### WHAT YOU SHOULD DO
Copy out every line of the data exactly.

[Excerpts of location labeling data]
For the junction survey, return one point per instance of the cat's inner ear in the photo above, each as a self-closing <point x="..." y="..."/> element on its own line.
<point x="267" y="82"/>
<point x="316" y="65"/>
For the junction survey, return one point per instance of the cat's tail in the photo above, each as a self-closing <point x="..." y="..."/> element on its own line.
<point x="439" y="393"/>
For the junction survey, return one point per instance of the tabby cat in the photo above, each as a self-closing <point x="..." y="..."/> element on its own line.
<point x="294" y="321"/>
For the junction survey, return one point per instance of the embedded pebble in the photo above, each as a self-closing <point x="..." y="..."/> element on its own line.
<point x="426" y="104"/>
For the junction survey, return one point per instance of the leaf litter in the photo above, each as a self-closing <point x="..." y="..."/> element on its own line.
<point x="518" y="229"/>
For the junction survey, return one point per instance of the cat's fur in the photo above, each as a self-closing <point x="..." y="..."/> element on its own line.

### EXERCISE SOLUTION
For the junction survey, return one point per instance of the cat's inner ear in the photo above, each as a self-closing <point x="..." y="..."/> element on its own line.
<point x="267" y="82"/>
<point x="316" y="65"/>
For the junction survey, return one point per instance of the cat's tail in the photo above, each as a self-closing <point x="..." y="..."/> element on its own line.
<point x="439" y="393"/>
For the junction survey, return one point per instance of the tabby cat in the photo above, each as a self-closing <point x="..." y="..."/> element on its own line.
<point x="294" y="321"/>
For the junction survey, return one point per instance of the embedded pebble in the photo above, each as a self-closing <point x="..." y="..."/> element on its own line.
<point x="426" y="104"/>
For the junction survey, return one point per instance of the leaf litter in the photo above, each as a self-closing <point x="..." y="..."/> element on its own line.
<point x="518" y="229"/>
For the junction survey, return one point per instance of the cat's fur in the photo above, each as a self-closing <point x="..." y="..."/> element on its own line.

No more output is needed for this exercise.